--- start of ARTICLE ---
Texas State Bar Votes To Disbar Former Prosecutor For Role In Conviction Of Innocent Man

gavel2The Board of Disciplinary Appeals (appointed by the Texas Supreme Court) has upheld a state licensing board’s decision to disbar former prosecutor Charles Sebesta for his role in convicting an innocent man. Anthony Graves spent 18 years on death row for setting a fire that killed six people. Sebesta’s conduct was shocking but remains a relatively rare example of prosecutors being held accountable in such cases of prosecutorial abuse.

Sebesta had convicted Robert Carter for the murders and tried to get Carter to say Graves was an accomplice. However, just a day before the trial, Carter told Sebesta he acted alone and Graves was not involved. Sebesta withheld the information from the defense and presented false testimony implicating Graves. Sebesta also blocked an alibi witness by telling the court that the witness was a suspect in the murders and could be indicted. The witness then refused to testify.

After his conviction was reversed, a special prosecutor found in 2010 that there was no credible evidence that Graves was involved in the murders.

Sebesta now insists that he has been treated unfairly.

37 thoughts on “Texas State Bar Votes To Disbar Former Prosecutor For Role In Conviction Of Innocent Man”

  1. Hey Darren, I have two duplicate posts stuck in the filter… Could you please release one when you are able?

    Thank you.

  2. “So… If we continue to disbar prosecutors who hide evidence

    Read more closely.
    If the legal system continues to be corrupt, from police to prosecution to defense to courts to appeals courts to “innocence projects”, it loses legitimacy.

    The case at hand involved two or more people, 3 was felt to be probable. Only one is in jail.
    Failures like this case, repeated sufficiently often, will result in a loss of faith in the system in toto.
    And then, because the system is no longer trustworthy, people will take the law into their own hands.
--- end of ARTICLE ---
--- start of INFORMATION SUPPLIED ---
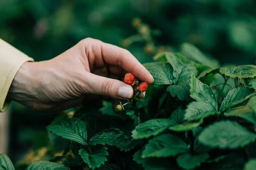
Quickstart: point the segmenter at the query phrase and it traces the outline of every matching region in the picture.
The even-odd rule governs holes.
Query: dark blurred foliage
[[[131,23],[138,17],[160,31],[156,44],[175,49],[187,42],[221,64],[255,64],[256,7],[254,0],[0,0],[0,38],[41,61],[87,37],[122,46],[137,34]],[[128,48],[141,62],[152,60],[144,45]],[[56,114],[13,106],[10,153],[15,160],[49,142],[44,128]]]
--- end of INFORMATION SUPPLIED ---
THE TASKS:
[1] Update the post about the disbarred Texas prosecutor by rewriting the part between "If the legal" and "their own hands.", inclusive, with "legitimacy" changed to "credibility".
[2] Carry the post about the disbarred Texas prosecutor further, picking up right after its final sentence.

EXERCISE RESULTS:
[1]
If the legal system continues to be corrupt, from police to prosecution to defense to courts to appeals courts to “innocence projects”, it loses credibility.

    The case at hand involved two or more people, 3 was felt to be probable. Only one is in jail.
    Failures like this case, repeated sufficiently often, will result in a loss of faith in the system in toto.
    And then, because the system is no longer trustworthy, people will take the law into their own hands.

[2]
  3. The end result will be families reverting to taking the law into their own hands, seeing as the courts will not do so fairly and fast.

    Careful what you ask for.

    So… If we continue to disbar prosecutors who hide evidence and tamper with witnesses the next Vacation movie could be more like a Natural Born Killers sequel?

    I’m thinking this could work with the right director.

    1. fiver – I think there would be fewer prosecutors fiddling with the evidence if we went to the English system. The county would hire attorneys who would take turns at being prosecution or defense.

  4. KC Fleming – Avery was clearly railroaded on his first trial and they went after him so fast after he sued them for $36 million, I think the ‘fitted him up’ just so they didn’t have to pay the money.

  5. I know Charles Sebesta and defended an innocent man against him in 1979. He was a prosecutor in a rural Texas county, where what passed for justice was a facade and a shell of what justice should be. The entire system was stacked against all defendants, especially those who were minorities. Judges were closely aligned with prosecutors and all parts of the criminal “justice” system worked to convict whoever was charged. There was never a presumption of innocence. I know nothing about the case that has led to Sebesta’s disbarment, but the facts do not surprise me.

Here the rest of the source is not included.